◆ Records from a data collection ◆
*** Block opens ***
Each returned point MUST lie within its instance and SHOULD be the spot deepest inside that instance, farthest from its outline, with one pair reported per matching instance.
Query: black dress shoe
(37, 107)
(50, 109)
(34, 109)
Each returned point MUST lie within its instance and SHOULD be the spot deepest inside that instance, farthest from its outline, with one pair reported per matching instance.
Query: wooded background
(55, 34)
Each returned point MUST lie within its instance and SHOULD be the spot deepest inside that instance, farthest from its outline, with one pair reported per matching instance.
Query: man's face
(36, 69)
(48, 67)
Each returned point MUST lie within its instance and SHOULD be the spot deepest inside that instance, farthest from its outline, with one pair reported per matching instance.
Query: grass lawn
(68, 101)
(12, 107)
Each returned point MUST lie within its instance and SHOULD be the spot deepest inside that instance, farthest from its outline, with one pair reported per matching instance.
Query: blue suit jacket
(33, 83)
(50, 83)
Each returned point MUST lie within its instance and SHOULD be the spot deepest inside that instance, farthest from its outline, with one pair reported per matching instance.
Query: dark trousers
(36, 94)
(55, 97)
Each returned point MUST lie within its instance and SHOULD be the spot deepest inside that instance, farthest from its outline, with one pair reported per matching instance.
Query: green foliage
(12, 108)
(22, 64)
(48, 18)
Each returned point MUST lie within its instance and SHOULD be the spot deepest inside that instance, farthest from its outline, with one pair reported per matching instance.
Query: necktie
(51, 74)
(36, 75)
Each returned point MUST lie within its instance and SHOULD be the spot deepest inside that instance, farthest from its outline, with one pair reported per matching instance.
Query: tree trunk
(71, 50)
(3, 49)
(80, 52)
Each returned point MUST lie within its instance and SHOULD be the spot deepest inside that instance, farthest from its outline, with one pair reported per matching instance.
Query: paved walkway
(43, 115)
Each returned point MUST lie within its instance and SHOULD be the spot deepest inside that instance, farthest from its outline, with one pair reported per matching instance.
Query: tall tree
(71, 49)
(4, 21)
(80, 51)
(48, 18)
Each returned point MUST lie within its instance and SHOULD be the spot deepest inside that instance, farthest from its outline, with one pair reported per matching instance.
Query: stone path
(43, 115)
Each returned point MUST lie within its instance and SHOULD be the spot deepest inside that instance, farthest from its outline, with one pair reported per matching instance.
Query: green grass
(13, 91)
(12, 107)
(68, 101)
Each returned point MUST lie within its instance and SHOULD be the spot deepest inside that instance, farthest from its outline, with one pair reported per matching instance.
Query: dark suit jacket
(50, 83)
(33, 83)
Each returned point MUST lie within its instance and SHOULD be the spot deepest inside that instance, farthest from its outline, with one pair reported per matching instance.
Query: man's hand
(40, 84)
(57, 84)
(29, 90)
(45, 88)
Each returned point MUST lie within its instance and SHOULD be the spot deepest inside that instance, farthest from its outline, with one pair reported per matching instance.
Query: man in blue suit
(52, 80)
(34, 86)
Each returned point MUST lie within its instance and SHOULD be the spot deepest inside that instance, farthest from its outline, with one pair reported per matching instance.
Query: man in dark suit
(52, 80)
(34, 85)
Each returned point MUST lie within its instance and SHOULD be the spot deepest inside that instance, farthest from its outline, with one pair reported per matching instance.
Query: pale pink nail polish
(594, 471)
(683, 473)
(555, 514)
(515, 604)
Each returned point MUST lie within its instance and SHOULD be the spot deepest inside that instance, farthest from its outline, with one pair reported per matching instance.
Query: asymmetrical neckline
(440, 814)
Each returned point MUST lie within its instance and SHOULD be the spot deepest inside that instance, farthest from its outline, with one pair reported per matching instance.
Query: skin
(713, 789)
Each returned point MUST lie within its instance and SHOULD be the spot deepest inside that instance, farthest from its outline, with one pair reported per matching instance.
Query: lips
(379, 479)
*** Block closes ***
◆ WHAT THE EXERCISE ASKS ◆
Give again each line shown above, keeping every word as it is.

◆ ANSWER TO THIS EXERCISE ◆
Each returned point MUST lie within its instance and SHOULD be the spot deepest inside that instance, farthest from its outline, with one pair reported per matching instance.
Query: black dress shoe
(37, 107)
(50, 109)
(34, 109)
Each returned point MUST lie within its instance and SHOULD be the spot deepest inside that instance, farthest from its outline, with one pair reported per matching instance.
Query: wooded background
(55, 34)
Each returned point MUST lie within its instance and SHOULD be the spot deepest inside that instance, farthest from its outline, with one pair reported per matching instance.
Query: man's face
(36, 69)
(48, 67)
Each returned point MUST lie within its instance and SHOULD be the spot deepest inside that instance, farthest from its outline, with one pair reported per matching instance.
Query: grass lawn
(68, 101)
(12, 107)
Each returned point MUST lie within its instance and SHOULD be the spot deepest inside that instance, farthest from its outline, with one pair reported per matching instance.
Query: blue suit jacket
(33, 83)
(50, 83)
Each returned point MUST lie within its instance and SHOULD be the spot deepest inside that instance, farthest from its outline, with one pair reported per matching instance.
Query: dark trousers
(36, 94)
(55, 97)
Each returned point MUST lie within its instance and SHOULD be the spot deepest inside that instance, farthest from its outline, with one pair reported per matching instance.
Query: green foliage
(12, 108)
(22, 64)
(48, 18)
Each returned point MUST lie within its instance and SHOULD be the spot deepest inside that instance, farthest from its outline, with one pair reported per matching instance.
Query: necktie
(51, 74)
(36, 75)
Each returned point MUST lie within its instance and SHOULD be the spot deepest inside that instance, farthest from its outline, with one pair reported per matching instance.
Query: tree trunk
(71, 50)
(3, 49)
(80, 52)
Each returned point MUST lie within its instance and SHOULD be the spot deepest inside that instance, farthest from its outline, with one pair reported per matching instance.
Query: paved walkway
(43, 115)
Each returned point MUST lie within its instance and SHOULD be the spot deepest inside that instance, farthest from its outline, with one pair reported per matching instance.
Query: tall tree
(71, 49)
(4, 21)
(80, 51)
(48, 18)
Each returned point MUST lie within its instance and SHOULD be the spot deepest inside that instance, farthest from its outline, with one pair reported per matching instance.
Query: stone path
(43, 115)
Each returned point MUST lie within its instance and SHOULD be the spot deepest inside that instance, farthest from its outline, with one pair reported per matching instance.
Query: green grass
(13, 91)
(12, 107)
(68, 101)
Each returned point MUST lie within its instance and SHOULD be the spot deepest inside that instance, farthest from its outline, with one pair reported per matching instance.
Query: dark suit jacket
(50, 83)
(33, 83)
Each returned point MUST lie within its instance and SHOULD be the spot deepest inside that instance, farthest from its outline, with one pair reported per matching instance.
Query: man's hand
(40, 84)
(57, 84)
(29, 90)
(45, 88)
Each returned point MUST lie within its instance and SHOULD be the spot deepest inside that instance, farthest from its outline, with one pair reported per matching instance.
Query: man in blue suit
(52, 80)
(34, 86)
Each returned point MUST lie within its instance and SHOULD be the spot deepest inside that instance, farthest from its outline, with one pair reported per matching instance.
Query: man in dark suit
(52, 80)
(34, 85)
Each returned point MUST lie within its instance and SHOULD be the spot deepest inside that instance, farthest from its outline, with one pair reported per matching instance.
Query: pale pink nail polish
(594, 471)
(683, 473)
(555, 514)
(515, 604)
Each returned point MUST lie within its instance and SHOULD be the spot deepest inside that instance, farthest from its outline, with one pair reported per matching instance.
Query: asymmetrical neckline
(440, 814)
Each returned point MUST lie within its instance and SHOULD be the spot deepest inside that instance, farthest from its outline, with one pair reported per matching instance.
Query: skin
(713, 789)
Each returned point MUST lie within its instance and SHOULD be the spot deepest inside that instance, farthest from its outline, with one pair reported per matching instance.
Query: lips
(379, 479)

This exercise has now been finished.